▶ To do:
Scan the records for "cliff". Show the matching lines.

▶ Data shown:
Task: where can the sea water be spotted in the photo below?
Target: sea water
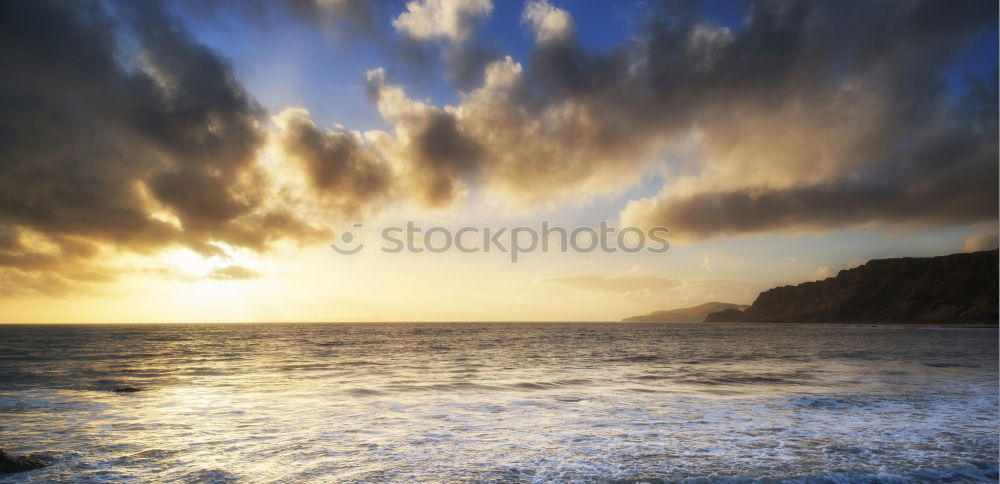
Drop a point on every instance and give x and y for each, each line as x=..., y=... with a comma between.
x=526, y=402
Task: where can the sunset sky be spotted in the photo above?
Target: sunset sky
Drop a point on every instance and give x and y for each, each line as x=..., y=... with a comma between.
x=192, y=161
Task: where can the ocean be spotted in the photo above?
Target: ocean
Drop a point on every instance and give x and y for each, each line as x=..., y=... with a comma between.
x=512, y=402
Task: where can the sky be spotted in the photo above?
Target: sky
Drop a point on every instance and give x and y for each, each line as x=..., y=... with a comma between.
x=194, y=160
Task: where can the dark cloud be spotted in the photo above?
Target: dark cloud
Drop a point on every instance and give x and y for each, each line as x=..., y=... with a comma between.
x=340, y=169
x=120, y=132
x=810, y=114
x=627, y=283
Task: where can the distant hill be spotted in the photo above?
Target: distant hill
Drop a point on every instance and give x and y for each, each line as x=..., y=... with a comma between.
x=684, y=315
x=952, y=289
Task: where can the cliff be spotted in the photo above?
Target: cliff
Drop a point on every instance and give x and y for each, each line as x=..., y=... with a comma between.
x=694, y=314
x=958, y=288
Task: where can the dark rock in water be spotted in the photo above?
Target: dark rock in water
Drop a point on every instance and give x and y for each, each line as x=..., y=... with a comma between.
x=15, y=463
x=732, y=315
x=694, y=314
x=952, y=289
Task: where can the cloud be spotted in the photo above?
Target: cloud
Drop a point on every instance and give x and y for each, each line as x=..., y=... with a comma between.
x=232, y=272
x=550, y=24
x=343, y=173
x=983, y=239
x=808, y=116
x=454, y=20
x=624, y=283
x=110, y=146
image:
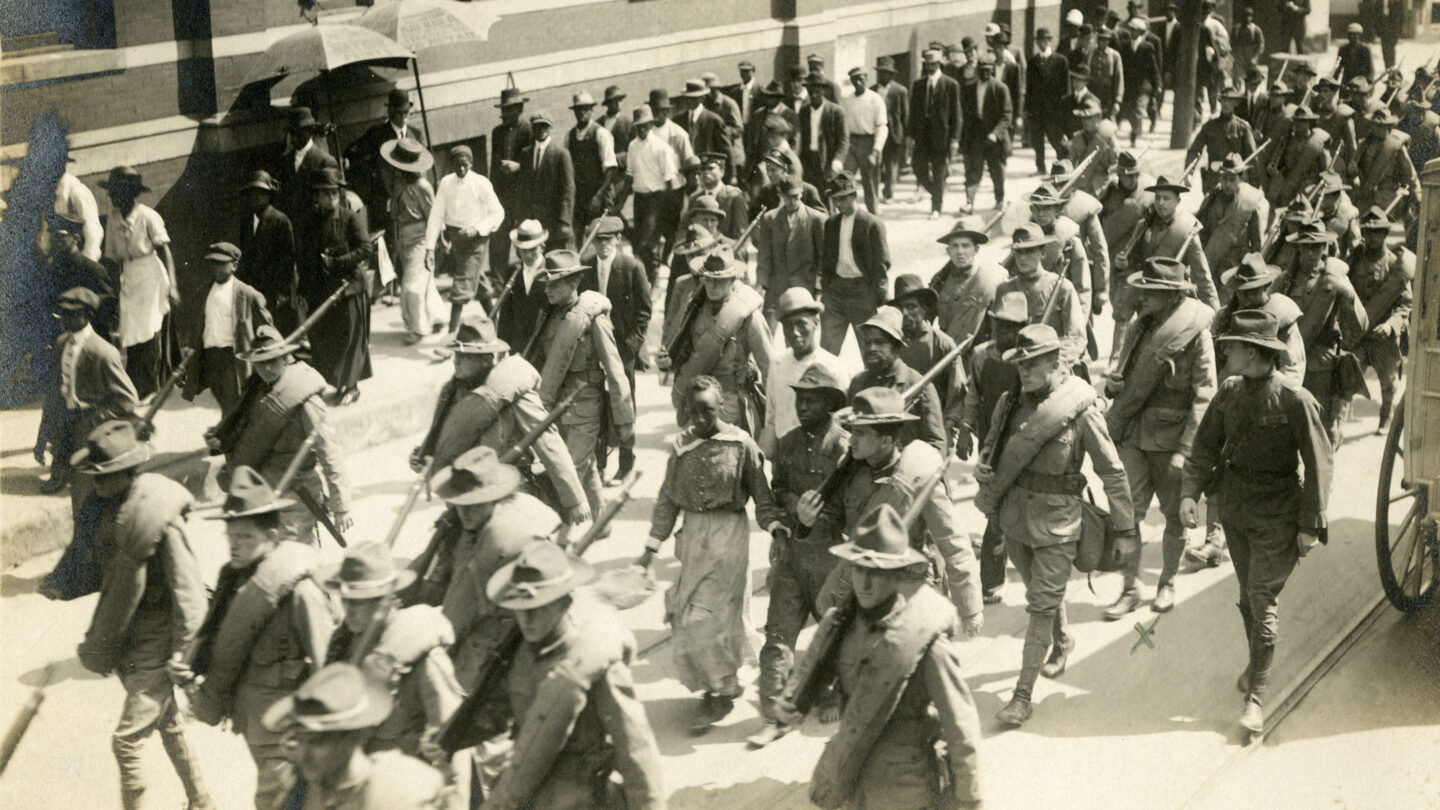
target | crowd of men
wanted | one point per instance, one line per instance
(488, 672)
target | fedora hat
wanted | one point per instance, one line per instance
(477, 476)
(111, 447)
(529, 234)
(249, 495)
(408, 154)
(1257, 327)
(909, 284)
(1161, 273)
(887, 320)
(882, 542)
(1250, 273)
(366, 572)
(537, 577)
(798, 300)
(879, 407)
(477, 336)
(560, 264)
(1034, 340)
(267, 345)
(124, 177)
(337, 698)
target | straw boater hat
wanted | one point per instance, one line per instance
(111, 447)
(337, 698)
(408, 154)
(882, 542)
(540, 575)
(477, 476)
(366, 572)
(249, 496)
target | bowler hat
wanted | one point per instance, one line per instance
(111, 447)
(337, 698)
(537, 577)
(882, 542)
(249, 495)
(475, 476)
(1033, 340)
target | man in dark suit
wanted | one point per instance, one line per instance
(897, 104)
(298, 162)
(1047, 82)
(985, 133)
(854, 265)
(824, 140)
(935, 128)
(621, 278)
(547, 183)
(267, 241)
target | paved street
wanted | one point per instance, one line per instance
(1125, 727)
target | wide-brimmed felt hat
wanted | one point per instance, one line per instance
(337, 698)
(537, 577)
(879, 405)
(966, 227)
(124, 177)
(1034, 340)
(267, 345)
(1028, 235)
(887, 320)
(366, 572)
(882, 542)
(111, 447)
(909, 284)
(408, 154)
(1161, 273)
(249, 495)
(477, 335)
(475, 476)
(529, 234)
(1254, 326)
(797, 300)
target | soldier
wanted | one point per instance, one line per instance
(326, 724)
(281, 405)
(713, 472)
(720, 333)
(1220, 136)
(90, 386)
(1332, 319)
(573, 346)
(882, 340)
(799, 565)
(988, 379)
(1031, 483)
(1158, 391)
(267, 632)
(151, 601)
(1272, 513)
(578, 721)
(965, 286)
(899, 670)
(1231, 216)
(1383, 278)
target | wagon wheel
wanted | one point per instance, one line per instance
(1406, 545)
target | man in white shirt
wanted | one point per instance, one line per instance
(799, 323)
(465, 214)
(867, 120)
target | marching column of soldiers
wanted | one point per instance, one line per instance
(494, 669)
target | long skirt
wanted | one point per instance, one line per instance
(709, 607)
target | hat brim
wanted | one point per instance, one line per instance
(450, 490)
(581, 574)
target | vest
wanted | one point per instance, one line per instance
(1030, 437)
(886, 673)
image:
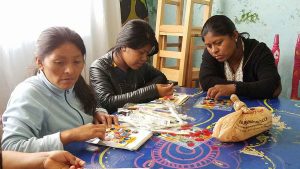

▶ Answer below:
Task: where can the cliff be spotted in the photo above?
Target: cliff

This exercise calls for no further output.